Work required
All of the data should be restated exactly as it stands.

Information shown
>>>>
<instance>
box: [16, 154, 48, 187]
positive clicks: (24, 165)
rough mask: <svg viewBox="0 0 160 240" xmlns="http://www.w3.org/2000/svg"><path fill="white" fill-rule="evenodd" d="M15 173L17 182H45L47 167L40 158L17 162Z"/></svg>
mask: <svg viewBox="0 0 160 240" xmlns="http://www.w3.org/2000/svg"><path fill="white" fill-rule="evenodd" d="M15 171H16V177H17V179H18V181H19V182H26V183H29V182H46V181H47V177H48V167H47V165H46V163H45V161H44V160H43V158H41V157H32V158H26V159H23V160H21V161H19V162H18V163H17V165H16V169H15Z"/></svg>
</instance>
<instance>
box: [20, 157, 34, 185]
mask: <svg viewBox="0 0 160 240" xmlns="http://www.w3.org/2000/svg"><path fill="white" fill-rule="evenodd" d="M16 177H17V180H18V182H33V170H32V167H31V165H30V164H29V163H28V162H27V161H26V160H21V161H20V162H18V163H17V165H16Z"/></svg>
<<<<
Your response
<instance>
box: [16, 154, 48, 187]
positive clicks: (24, 165)
rough mask: <svg viewBox="0 0 160 240" xmlns="http://www.w3.org/2000/svg"><path fill="white" fill-rule="evenodd" d="M15 173L17 182H45L47 167L40 158L17 162Z"/></svg>
mask: <svg viewBox="0 0 160 240" xmlns="http://www.w3.org/2000/svg"><path fill="white" fill-rule="evenodd" d="M15 171H16V177H17V179H18V181H19V182H26V183H29V182H46V181H47V177H48V167H47V165H46V163H45V161H44V160H43V158H41V157H32V158H26V159H23V160H21V161H19V162H18V163H17V165H16V169H15Z"/></svg>
</instance>
<instance>
box: [20, 157, 34, 185]
mask: <svg viewBox="0 0 160 240" xmlns="http://www.w3.org/2000/svg"><path fill="white" fill-rule="evenodd" d="M16 177H17V180H18V182H33V170H32V167H31V165H30V164H29V163H28V162H27V161H26V160H21V161H20V162H18V163H17V165H16Z"/></svg>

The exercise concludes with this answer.